I don't write much about drinks.
I think this silence stems from a stint, in 2003/04, as a reviewer of bars in Shanghai. Even in my mid-twenties, with an ambitious liver and a thirst for discovering new places, this was not a great gig. Most bars are not very interesting, when one is forced to write about them. Even less so with a research headache. The cocktail scene in Shanghai, circa 2003, wasn't terribly interesting either (it is more so, now).
But over the last few months at Soul Food the bar and I have become bedfellows, so I thought I'd write a bit about it. The reason we're so well acquainted is because it's difficult to find a decent bartender in Bangkok. The kind that cares more about making good drinks than juggling shit or unsnapping beer bottles with an unnecessary whip of the wrist.
The tender of the bar has more responsibility that that of floor staff. You must trust -- or at least think that you might be able to trust -- your barman. And I have gone through several, including one who called himself Beer, both for lack of trust and an abundance of flourishes. Beer also drank a lot of beer, I presume, because he arrived at work late in the afternoon with eyes like maraschino cherries. Beer didn't last long.
Nor did Ken, who quit after I pinched him in secret, below where the customers could see, for sneezing on his hand as he cut fruit. His feelings were hurt, he explained later that night, because I had gotten upset and asked him to wash his hands. A pinch and a whisper can be dangerous. Because Ken never returned.

________________________

(TO BE DONE):
• A. List every proper name in the piece about bartenders, giving each name once.
• B. Rewrite the paragraph of the piece about bartenders that begins "The tender of the bar has more responsibility" as a shorter version that keeps its main facts.
• C. From the piece about bartenders, output the passage starting with "The tender of" and going on through "didn't last long.".

(DATA PROVIDED):
________________________

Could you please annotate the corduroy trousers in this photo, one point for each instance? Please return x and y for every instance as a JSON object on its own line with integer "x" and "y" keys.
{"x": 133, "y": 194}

________________________

(TASK-BY-TASK RESULTS):
• A. Shanghai, Soul Food, Bangkok, Beer, Ken

• B. A bartender carries more responsibility than floor staff, and you have to be able to trust your barman. The writer has gone through several of them, both for lack of trust and for too many flourishes. One called himself Beer and presumably drank a lot of it, since he came to work late in the afternoon with eyes like maraschino cherries. He didn't last long.

• C.
The tender of the bar has more responsibility that that of floor staff. You must trust -- or at least think that you might be able to trust -- your barman. And I have gone through several, including one who called himself Beer, both for lack of trust and an abundance of flourishes. Beer also drank a lot of beer, I presume, because he arrived at work late in the afternoon with eyes like maraschino cherries. Beer didn't last long.